● Prompt
Transcribe precisely those lines of the listing that fall between the line containing "Each instance of the kitchen" and the last line, inclusive of both.

● Input rows
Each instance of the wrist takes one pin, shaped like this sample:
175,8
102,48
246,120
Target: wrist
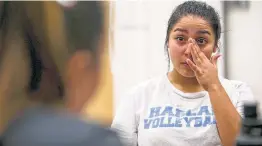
215,87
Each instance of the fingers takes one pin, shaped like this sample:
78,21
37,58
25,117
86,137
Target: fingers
194,67
198,56
215,58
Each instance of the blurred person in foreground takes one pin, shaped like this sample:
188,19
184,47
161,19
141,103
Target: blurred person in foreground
45,79
190,105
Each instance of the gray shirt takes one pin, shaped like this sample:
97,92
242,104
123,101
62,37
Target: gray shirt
44,127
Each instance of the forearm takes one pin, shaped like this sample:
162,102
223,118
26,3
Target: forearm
227,118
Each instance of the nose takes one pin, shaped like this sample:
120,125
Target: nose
188,47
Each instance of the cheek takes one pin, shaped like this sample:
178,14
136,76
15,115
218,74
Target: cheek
175,51
208,51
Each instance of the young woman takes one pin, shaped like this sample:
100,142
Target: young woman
49,68
191,105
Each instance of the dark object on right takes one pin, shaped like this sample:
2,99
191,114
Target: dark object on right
251,130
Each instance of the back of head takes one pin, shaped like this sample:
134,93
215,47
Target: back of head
38,39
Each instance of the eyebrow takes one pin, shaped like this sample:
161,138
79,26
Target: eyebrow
199,32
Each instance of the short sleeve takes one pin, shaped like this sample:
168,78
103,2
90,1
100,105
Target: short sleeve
125,122
243,94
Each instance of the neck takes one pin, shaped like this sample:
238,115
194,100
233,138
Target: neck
185,84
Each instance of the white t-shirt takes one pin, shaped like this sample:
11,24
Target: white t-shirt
155,113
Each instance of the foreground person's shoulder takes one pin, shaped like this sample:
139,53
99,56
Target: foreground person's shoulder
104,137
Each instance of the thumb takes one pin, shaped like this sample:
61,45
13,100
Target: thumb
215,58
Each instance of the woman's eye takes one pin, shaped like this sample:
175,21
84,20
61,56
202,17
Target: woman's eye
201,41
180,39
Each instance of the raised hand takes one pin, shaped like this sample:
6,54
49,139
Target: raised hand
205,69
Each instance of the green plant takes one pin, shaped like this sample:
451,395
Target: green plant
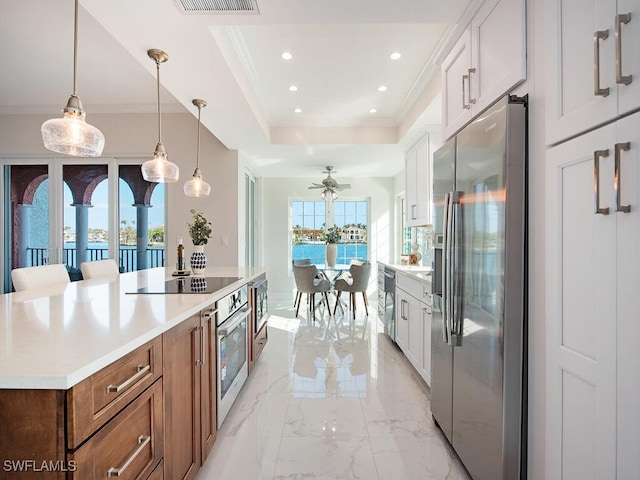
200,229
332,235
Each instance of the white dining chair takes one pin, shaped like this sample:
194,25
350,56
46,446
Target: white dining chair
29,278
106,269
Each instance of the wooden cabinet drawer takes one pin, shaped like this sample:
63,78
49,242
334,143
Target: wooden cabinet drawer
97,399
259,342
130,446
158,473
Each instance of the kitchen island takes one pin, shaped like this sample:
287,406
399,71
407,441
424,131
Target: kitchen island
97,379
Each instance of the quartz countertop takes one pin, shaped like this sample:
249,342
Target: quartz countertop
418,271
55,337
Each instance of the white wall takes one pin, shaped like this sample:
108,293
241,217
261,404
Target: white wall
135,136
276,194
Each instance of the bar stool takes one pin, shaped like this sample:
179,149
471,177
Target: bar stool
29,278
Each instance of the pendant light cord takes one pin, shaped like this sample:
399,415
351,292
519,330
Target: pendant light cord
198,149
75,52
158,85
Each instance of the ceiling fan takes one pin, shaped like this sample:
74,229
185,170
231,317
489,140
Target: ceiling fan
329,185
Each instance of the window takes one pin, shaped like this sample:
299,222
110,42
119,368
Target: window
60,211
309,220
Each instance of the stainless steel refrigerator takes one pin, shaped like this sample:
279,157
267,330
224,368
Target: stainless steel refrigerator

● The answer
Each instance of the kitchen island takes one pin, shaped like this sample:
287,406
399,71
407,441
424,131
Target: kitchen island
97,379
Each instance of the quartz countertop takes one pin, shaped like this sample:
249,342
Target: quartz countertop
418,271
55,337
Each instance of the white wall takes one pin, shaped like this sample:
108,293
241,217
261,404
Target: white wall
135,136
276,194
Each instance of the bar stool takes one pin, shaped like this sample:
179,149
471,177
Target: bar stool
29,278
Each instance of the pendant light cord takes one pin, shaped like this sample:
399,415
351,292
519,330
Target: pendant light cord
198,149
75,52
158,85
Each instance of the ceiling fan takes one pin, shaped like this sample:
74,229
185,170
231,317
489,140
Target: ceiling fan
329,185
Each instance of the window takes one pin, shaped like this sample:
299,222
110,42
119,368
Target: window
60,211
309,220
Each instance of the stainless steel refrigerator takes one pin, shaped like this sample:
279,157
267,330
224,368
Target: stainless steel refrigerator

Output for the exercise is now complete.